# [Task goal]
Switch every "annotate" to "mark" in the lines from the one holding "As part of dataset curation, annotate the tiled" through the one holding "8,394,38,417", inclusive. Give back only those lines, with everything else unchanged.

# [Records for processing]
+++++

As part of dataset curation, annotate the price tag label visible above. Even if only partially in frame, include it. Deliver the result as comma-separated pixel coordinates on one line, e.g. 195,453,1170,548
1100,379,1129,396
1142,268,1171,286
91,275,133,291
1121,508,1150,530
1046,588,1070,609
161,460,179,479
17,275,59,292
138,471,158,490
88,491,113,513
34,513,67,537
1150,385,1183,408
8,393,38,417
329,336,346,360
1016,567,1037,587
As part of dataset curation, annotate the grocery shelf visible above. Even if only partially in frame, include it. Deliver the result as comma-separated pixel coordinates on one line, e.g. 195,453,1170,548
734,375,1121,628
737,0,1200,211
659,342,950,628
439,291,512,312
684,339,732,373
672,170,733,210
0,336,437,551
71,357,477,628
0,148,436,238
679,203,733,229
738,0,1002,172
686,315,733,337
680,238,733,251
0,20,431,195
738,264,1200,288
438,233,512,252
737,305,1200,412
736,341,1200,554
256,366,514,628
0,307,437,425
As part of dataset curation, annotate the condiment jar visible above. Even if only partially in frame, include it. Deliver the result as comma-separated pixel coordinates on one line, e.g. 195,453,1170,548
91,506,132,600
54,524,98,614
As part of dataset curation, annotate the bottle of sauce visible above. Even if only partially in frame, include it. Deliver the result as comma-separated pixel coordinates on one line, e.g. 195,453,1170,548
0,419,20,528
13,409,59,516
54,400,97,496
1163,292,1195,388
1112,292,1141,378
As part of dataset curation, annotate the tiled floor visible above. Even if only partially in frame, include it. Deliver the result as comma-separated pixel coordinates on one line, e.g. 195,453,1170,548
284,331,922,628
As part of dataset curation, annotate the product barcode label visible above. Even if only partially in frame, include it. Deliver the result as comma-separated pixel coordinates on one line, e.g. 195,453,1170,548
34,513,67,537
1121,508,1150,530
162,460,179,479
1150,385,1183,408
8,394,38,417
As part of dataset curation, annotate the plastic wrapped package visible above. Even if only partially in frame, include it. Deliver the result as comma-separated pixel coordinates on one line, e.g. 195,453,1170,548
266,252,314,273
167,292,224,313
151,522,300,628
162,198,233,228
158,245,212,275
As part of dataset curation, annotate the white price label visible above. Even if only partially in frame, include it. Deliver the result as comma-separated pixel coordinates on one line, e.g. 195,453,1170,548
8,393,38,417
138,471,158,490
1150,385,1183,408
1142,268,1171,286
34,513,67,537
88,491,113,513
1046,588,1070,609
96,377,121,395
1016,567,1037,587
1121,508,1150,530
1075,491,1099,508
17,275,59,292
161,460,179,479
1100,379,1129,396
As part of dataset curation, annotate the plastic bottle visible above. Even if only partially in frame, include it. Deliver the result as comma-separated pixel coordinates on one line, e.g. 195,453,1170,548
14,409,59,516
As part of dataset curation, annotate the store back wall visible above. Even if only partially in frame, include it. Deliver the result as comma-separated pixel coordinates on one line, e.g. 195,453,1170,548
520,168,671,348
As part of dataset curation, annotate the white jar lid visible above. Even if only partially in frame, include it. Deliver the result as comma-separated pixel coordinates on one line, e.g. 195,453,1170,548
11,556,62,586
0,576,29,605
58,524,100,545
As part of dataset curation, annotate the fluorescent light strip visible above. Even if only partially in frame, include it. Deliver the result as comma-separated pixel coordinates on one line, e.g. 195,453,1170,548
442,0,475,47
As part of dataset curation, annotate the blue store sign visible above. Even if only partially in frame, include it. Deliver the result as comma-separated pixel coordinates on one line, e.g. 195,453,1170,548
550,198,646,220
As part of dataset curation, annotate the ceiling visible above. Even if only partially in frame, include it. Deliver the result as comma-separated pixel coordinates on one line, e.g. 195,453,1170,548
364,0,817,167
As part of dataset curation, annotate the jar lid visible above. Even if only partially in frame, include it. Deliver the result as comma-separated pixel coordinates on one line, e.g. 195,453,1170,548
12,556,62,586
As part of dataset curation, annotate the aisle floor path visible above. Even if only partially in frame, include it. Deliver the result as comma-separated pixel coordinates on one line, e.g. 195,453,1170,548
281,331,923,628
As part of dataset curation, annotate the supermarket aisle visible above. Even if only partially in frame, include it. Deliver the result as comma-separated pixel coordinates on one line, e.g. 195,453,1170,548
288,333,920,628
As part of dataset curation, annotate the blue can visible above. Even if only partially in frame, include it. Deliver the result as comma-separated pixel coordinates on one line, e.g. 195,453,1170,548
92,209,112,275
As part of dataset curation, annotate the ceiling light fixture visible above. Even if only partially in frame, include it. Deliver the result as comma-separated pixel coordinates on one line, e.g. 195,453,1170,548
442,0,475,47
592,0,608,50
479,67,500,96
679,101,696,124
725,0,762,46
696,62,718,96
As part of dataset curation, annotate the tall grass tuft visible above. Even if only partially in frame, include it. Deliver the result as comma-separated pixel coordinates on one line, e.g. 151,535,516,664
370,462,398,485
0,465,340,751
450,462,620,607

+++++

# [Task response]
As part of dataset curation, mark the tiled floor visible above. Even if only partially in frame, include it. Deliver the result as comma-separated pixel coordinates on one line, e.g. 195,453,1170,548
284,331,922,628
As part of dataset curation, mark the product barcode label visible above. Even if only partially in frame, include it. Deliver the result as comma-separated pixel coordinates on one line, e.g. 195,453,1170,548
34,513,67,537
1121,508,1150,530
162,460,179,479
1150,385,1183,408
8,394,38,417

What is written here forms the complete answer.